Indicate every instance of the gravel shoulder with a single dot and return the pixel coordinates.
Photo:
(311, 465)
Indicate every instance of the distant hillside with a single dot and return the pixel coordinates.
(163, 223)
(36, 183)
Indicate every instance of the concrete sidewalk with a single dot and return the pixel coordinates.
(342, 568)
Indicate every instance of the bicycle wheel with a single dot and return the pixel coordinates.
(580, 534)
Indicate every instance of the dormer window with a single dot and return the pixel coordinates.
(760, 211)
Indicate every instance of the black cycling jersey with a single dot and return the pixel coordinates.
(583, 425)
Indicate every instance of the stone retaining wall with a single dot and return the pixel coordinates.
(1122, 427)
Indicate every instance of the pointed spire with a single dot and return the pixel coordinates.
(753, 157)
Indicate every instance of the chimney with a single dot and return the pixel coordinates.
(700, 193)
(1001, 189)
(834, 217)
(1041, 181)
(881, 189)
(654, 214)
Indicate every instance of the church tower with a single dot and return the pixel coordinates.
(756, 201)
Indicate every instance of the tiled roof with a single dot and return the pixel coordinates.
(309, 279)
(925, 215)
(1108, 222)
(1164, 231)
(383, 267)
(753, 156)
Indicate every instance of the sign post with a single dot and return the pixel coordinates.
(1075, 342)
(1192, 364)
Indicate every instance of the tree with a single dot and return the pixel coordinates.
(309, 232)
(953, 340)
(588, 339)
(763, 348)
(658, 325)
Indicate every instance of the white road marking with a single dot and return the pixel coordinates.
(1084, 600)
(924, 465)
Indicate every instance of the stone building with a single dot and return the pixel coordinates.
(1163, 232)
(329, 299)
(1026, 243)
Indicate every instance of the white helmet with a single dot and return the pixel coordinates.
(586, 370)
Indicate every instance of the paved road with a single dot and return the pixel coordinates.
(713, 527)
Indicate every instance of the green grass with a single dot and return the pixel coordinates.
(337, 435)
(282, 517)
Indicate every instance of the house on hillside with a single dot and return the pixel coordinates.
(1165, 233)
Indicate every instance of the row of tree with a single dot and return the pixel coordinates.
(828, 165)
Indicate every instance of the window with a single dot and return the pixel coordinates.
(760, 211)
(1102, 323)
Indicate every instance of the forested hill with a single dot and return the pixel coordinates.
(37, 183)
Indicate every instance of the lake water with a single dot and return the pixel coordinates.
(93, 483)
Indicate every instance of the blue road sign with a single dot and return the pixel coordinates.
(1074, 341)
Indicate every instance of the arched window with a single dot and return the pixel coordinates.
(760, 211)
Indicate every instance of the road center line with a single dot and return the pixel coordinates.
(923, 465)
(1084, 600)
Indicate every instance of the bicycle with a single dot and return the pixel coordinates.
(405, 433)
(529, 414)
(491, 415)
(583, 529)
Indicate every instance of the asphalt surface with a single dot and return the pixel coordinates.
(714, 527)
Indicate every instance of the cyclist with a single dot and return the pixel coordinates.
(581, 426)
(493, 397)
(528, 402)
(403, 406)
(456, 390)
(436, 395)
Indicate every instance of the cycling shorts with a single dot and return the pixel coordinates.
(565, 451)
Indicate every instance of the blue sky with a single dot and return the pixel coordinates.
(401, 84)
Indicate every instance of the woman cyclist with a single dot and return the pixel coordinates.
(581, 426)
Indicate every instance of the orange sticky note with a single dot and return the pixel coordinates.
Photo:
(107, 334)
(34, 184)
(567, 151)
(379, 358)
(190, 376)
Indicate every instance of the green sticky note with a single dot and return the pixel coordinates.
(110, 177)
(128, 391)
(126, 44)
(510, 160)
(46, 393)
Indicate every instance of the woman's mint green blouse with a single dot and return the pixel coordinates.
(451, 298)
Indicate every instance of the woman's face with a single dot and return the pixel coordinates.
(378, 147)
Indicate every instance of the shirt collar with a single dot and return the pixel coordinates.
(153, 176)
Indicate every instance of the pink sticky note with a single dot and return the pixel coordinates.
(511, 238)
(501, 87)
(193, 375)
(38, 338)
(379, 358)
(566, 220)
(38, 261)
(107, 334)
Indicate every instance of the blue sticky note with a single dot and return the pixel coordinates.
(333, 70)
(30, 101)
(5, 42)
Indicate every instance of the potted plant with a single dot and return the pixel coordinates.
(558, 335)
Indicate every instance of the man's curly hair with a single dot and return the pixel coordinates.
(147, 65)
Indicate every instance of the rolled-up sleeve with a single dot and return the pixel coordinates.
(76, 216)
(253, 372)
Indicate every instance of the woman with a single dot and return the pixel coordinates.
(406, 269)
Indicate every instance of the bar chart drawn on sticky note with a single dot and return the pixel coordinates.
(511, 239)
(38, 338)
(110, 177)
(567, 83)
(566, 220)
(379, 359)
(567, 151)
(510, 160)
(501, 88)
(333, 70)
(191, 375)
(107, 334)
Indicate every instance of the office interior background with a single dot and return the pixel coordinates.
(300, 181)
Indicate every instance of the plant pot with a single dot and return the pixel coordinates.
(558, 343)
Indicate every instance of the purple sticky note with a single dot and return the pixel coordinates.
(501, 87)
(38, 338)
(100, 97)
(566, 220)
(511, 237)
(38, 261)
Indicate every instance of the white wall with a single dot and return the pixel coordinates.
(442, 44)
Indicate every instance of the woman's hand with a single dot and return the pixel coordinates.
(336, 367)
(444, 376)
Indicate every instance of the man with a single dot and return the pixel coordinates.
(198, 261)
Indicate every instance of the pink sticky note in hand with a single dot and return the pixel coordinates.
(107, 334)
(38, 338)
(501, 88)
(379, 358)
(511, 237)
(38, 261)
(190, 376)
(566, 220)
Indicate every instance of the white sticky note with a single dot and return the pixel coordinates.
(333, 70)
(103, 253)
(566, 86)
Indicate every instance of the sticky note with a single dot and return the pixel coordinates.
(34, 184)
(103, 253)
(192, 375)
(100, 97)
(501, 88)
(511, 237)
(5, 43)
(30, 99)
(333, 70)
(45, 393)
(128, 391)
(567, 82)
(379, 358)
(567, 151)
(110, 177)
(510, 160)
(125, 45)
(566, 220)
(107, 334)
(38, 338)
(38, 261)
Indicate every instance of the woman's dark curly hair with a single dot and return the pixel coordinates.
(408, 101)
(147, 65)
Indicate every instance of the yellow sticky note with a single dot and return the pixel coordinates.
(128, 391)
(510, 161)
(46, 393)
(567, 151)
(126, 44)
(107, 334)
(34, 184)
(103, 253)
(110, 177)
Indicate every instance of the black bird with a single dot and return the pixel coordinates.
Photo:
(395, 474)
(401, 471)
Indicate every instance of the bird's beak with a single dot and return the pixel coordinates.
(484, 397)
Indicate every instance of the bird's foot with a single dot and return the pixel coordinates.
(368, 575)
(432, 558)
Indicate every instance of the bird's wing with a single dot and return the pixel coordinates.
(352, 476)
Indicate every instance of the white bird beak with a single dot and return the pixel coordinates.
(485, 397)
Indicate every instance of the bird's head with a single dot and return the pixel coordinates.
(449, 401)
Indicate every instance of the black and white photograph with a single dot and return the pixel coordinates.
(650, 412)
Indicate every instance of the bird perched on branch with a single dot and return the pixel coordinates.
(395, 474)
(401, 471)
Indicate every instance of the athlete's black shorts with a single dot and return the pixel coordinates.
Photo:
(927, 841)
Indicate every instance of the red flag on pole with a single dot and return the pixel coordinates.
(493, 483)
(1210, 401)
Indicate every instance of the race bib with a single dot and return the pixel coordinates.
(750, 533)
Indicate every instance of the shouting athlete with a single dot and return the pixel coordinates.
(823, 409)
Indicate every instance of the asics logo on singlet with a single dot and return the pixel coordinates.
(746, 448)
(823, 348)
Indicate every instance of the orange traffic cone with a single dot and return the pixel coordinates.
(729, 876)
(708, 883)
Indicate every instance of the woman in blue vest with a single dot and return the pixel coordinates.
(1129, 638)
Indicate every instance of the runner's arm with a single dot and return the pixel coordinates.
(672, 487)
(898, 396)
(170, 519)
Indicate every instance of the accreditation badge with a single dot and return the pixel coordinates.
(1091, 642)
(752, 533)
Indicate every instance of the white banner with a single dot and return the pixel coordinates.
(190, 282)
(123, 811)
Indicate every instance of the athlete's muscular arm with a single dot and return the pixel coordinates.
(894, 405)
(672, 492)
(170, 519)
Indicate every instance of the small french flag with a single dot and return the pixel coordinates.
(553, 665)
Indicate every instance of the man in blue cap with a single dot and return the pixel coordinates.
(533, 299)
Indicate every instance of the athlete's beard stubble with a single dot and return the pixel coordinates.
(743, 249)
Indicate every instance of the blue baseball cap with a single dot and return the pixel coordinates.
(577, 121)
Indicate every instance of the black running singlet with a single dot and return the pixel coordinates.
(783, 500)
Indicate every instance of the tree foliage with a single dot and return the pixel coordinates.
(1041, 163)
::::
- **GIVEN REQUEST**
Reproduce the lines of the material verbatim, starting at the line containing "Indicate every instance of the asics" and ending at the line containing "(1129, 638)", with both of those lines included.

- **WRITTEN ANSWER**
Indicate every instance of the asics logo on singlet with a single dot and return the pixel coordinates.
(746, 448)
(823, 348)
Indicate every instance of the orange traffic cone with a single dot and return the pixel coordinates.
(729, 876)
(708, 883)
Indicate every instance of the woman in blue vest with a single dot and return the pixel coordinates.
(1129, 638)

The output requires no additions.